→ **YOUR INSTRUCTIONS**
Nothing in the records should differ when they are repeated. Restate them word for word.

→ **DATA PROVIDED**
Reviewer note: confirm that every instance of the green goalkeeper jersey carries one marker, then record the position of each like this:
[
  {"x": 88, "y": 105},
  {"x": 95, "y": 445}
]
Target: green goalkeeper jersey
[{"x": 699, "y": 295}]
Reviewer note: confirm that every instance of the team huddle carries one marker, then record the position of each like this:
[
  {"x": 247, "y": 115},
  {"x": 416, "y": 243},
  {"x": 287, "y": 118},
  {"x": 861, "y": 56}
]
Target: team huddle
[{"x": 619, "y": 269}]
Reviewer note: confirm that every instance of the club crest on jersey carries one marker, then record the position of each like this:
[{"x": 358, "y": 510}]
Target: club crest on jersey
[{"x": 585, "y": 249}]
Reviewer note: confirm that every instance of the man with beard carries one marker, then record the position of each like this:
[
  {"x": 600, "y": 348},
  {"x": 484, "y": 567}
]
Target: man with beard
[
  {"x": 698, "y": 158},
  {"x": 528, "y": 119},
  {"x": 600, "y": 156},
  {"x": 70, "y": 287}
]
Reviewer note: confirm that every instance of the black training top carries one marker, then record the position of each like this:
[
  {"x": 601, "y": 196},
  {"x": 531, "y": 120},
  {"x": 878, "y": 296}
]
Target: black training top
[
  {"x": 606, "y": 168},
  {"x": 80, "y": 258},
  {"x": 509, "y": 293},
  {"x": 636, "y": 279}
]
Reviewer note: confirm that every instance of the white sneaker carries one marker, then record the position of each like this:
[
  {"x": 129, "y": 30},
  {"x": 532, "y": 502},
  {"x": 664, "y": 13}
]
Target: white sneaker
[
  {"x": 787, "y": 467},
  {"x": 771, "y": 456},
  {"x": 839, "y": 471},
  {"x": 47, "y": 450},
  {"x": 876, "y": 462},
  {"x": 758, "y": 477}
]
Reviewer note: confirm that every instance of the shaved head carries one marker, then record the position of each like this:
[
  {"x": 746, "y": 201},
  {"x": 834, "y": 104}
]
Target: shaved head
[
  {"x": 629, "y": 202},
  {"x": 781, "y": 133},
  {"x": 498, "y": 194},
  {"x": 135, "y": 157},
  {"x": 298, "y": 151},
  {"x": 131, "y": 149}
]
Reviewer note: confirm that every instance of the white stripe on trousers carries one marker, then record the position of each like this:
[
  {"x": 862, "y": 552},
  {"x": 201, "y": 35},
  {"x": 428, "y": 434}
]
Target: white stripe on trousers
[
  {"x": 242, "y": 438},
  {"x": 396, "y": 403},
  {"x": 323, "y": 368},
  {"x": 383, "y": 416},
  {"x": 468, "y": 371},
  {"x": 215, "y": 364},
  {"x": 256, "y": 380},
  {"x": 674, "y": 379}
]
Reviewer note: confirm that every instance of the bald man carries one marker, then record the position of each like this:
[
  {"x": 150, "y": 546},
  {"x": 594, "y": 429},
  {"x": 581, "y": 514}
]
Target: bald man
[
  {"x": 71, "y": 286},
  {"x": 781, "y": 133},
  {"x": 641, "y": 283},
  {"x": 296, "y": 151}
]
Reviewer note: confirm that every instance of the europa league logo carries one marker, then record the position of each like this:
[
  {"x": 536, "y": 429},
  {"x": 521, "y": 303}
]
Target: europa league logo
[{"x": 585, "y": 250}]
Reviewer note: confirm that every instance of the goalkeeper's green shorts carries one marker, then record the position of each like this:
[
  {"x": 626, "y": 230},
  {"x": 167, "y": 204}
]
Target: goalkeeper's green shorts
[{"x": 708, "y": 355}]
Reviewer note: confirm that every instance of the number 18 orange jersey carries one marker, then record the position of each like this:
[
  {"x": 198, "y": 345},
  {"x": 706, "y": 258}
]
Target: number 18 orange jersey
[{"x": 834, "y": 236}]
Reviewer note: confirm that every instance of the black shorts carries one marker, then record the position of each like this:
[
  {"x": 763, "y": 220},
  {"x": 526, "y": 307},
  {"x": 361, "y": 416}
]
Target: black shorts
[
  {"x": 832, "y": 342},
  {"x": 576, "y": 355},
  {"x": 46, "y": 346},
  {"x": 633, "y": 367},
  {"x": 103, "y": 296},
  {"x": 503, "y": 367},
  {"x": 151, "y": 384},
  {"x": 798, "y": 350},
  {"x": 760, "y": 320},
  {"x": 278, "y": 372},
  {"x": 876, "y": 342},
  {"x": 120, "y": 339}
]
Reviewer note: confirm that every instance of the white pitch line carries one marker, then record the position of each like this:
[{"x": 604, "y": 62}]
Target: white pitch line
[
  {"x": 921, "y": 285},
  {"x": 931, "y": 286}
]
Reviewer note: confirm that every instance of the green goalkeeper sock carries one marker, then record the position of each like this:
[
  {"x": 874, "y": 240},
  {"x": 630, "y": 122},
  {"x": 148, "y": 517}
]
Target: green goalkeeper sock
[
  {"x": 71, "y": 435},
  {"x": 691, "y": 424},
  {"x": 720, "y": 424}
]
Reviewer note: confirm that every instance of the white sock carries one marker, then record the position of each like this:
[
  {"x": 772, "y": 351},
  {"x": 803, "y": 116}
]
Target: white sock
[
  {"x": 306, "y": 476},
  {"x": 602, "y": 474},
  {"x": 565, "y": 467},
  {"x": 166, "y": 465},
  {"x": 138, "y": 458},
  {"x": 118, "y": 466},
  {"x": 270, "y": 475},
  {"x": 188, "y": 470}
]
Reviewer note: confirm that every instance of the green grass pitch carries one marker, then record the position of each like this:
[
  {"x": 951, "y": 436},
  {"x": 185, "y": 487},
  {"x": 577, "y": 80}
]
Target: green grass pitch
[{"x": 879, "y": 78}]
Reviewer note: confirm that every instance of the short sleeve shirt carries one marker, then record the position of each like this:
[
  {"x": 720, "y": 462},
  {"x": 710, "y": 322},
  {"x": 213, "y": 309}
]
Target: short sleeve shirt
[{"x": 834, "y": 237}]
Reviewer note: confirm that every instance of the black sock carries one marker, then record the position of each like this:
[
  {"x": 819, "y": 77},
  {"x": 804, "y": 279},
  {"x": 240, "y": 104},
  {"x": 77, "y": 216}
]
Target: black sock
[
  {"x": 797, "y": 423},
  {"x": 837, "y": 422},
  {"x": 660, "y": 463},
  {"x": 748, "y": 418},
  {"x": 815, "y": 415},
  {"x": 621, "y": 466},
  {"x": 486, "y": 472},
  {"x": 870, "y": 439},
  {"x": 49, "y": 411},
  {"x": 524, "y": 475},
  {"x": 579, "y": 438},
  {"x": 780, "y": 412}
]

→ **ANSWER**
Reviewer note: confirm that every instance of the green goalkeeper jersey carries one marker, then record the position of each like this:
[
  {"x": 88, "y": 105},
  {"x": 95, "y": 445}
]
Target: green goalkeeper jersey
[{"x": 699, "y": 295}]
Reviewer note: confirm that every instance of the team huddle carries one marker, then record the position of each like this:
[
  {"x": 247, "y": 115},
  {"x": 416, "y": 243},
  {"x": 287, "y": 118},
  {"x": 861, "y": 56}
]
Target: team huddle
[{"x": 619, "y": 269}]
Reviewer note: confirm that every instance of the club crest on jersey carries one marker, then record the position of each like this:
[{"x": 358, "y": 510}]
Target: club crest on jersey
[{"x": 585, "y": 249}]
Reviewer note: confirm that every instance of the man with beard carries one marker, then record the position of each like this:
[
  {"x": 600, "y": 348},
  {"x": 484, "y": 567}
]
Target: man with beard
[
  {"x": 698, "y": 158},
  {"x": 528, "y": 119},
  {"x": 600, "y": 156},
  {"x": 70, "y": 287}
]
Reviewer note: confirm that every instance of the black training top carries one marker, then record the position of each like this:
[
  {"x": 601, "y": 196},
  {"x": 531, "y": 120},
  {"x": 878, "y": 296}
]
Target: black training top
[
  {"x": 606, "y": 168},
  {"x": 80, "y": 258},
  {"x": 509, "y": 293},
  {"x": 636, "y": 279}
]
Reviewer note: confirm that every instance of the white sneaker carries one marker, then record the position of each like this:
[
  {"x": 129, "y": 30},
  {"x": 532, "y": 502},
  {"x": 664, "y": 13}
]
Target: white sneaker
[
  {"x": 787, "y": 467},
  {"x": 771, "y": 456},
  {"x": 839, "y": 471},
  {"x": 47, "y": 450},
  {"x": 876, "y": 462},
  {"x": 758, "y": 477}
]
Reviewer note: confirm that every instance of the shaved head carries one marker, then record the position of each like this:
[
  {"x": 746, "y": 201},
  {"x": 834, "y": 104}
]
Target: shaved head
[
  {"x": 629, "y": 202},
  {"x": 781, "y": 133},
  {"x": 498, "y": 194},
  {"x": 135, "y": 157},
  {"x": 298, "y": 151},
  {"x": 131, "y": 149}
]
Reviewer note: confirm that every instance of the white stripe on trousers carries one marker, then record the position of each like this:
[
  {"x": 862, "y": 552},
  {"x": 201, "y": 35},
  {"x": 428, "y": 434}
]
Target: white stripe on trousers
[
  {"x": 242, "y": 438},
  {"x": 396, "y": 403},
  {"x": 323, "y": 368},
  {"x": 383, "y": 416},
  {"x": 468, "y": 371},
  {"x": 215, "y": 364},
  {"x": 256, "y": 380},
  {"x": 674, "y": 379}
]
Reviewer note: confirm that every instance of the bald man carries one marker, then record the position of each like this:
[
  {"x": 150, "y": 546},
  {"x": 594, "y": 429},
  {"x": 581, "y": 514}
]
Target: bald man
[
  {"x": 71, "y": 286},
  {"x": 781, "y": 133},
  {"x": 641, "y": 283},
  {"x": 296, "y": 151}
]
Reviewer note: confirm that every instance of the europa league logo carries one marker, then record the position of each like this:
[
  {"x": 536, "y": 429},
  {"x": 521, "y": 303}
]
Target: europa league logo
[{"x": 585, "y": 250}]
Reviewer note: confirm that every instance of the goalkeeper's green shorts carries one marker, then record the position of each like this:
[
  {"x": 626, "y": 230},
  {"x": 167, "y": 204}
]
Target: goalkeeper's green shorts
[{"x": 708, "y": 355}]
Reviewer note: confirm that every instance of the number 18 orange jersey carries one marker, then record the position of each like this:
[
  {"x": 198, "y": 345},
  {"x": 706, "y": 258}
]
Target: number 18 orange jersey
[{"x": 834, "y": 236}]
Reviewer note: confirm that every instance of the black shorts carries one marker, then record the position of each like this:
[
  {"x": 763, "y": 220},
  {"x": 526, "y": 307},
  {"x": 361, "y": 416}
]
Target: black shorts
[
  {"x": 832, "y": 342},
  {"x": 576, "y": 355},
  {"x": 46, "y": 346},
  {"x": 633, "y": 367},
  {"x": 103, "y": 296},
  {"x": 503, "y": 367},
  {"x": 151, "y": 384},
  {"x": 798, "y": 350},
  {"x": 760, "y": 320},
  {"x": 278, "y": 372},
  {"x": 876, "y": 342},
  {"x": 120, "y": 339}
]
Reviewer note: confirm that every instance of the white pitch line carries one marker, then record the position of each like this:
[{"x": 604, "y": 62}]
Target: white pitch line
[
  {"x": 921, "y": 285},
  {"x": 931, "y": 286}
]
Reviewer note: confirm that every instance of the green goalkeeper sock carries one marker, then record the position of each like this:
[
  {"x": 874, "y": 240},
  {"x": 630, "y": 122},
  {"x": 148, "y": 517}
]
Target: green goalkeeper sock
[
  {"x": 71, "y": 435},
  {"x": 691, "y": 424},
  {"x": 720, "y": 424}
]
Reviewer note: confirm that every instance of the white sock carries one marker, then record the position of each like this:
[
  {"x": 772, "y": 351},
  {"x": 803, "y": 116}
]
Target: white sock
[
  {"x": 306, "y": 476},
  {"x": 602, "y": 474},
  {"x": 565, "y": 467},
  {"x": 166, "y": 465},
  {"x": 138, "y": 458},
  {"x": 118, "y": 466},
  {"x": 270, "y": 475},
  {"x": 188, "y": 470}
]
Reviewer note: confirm that every instance of the green grass pitch carries one marker, then record the position of each like this:
[
  {"x": 951, "y": 436},
  {"x": 185, "y": 487},
  {"x": 577, "y": 80}
]
Target: green grass pitch
[{"x": 879, "y": 78}]
Reviewer note: confirm that every instance of the short sleeve shirt carries one marker, then record the position of each like this:
[
  {"x": 720, "y": 462},
  {"x": 710, "y": 322},
  {"x": 213, "y": 309}
]
Target: short sleeve shirt
[{"x": 834, "y": 237}]
Reviewer note: confirm that every instance of the black sock carries one marker, then record the position of each like this:
[
  {"x": 819, "y": 77},
  {"x": 804, "y": 279},
  {"x": 240, "y": 104},
  {"x": 77, "y": 216}
]
Target: black sock
[
  {"x": 797, "y": 423},
  {"x": 837, "y": 422},
  {"x": 660, "y": 463},
  {"x": 748, "y": 418},
  {"x": 815, "y": 415},
  {"x": 621, "y": 466},
  {"x": 486, "y": 472},
  {"x": 870, "y": 439},
  {"x": 49, "y": 411},
  {"x": 524, "y": 475},
  {"x": 579, "y": 438},
  {"x": 780, "y": 412}
]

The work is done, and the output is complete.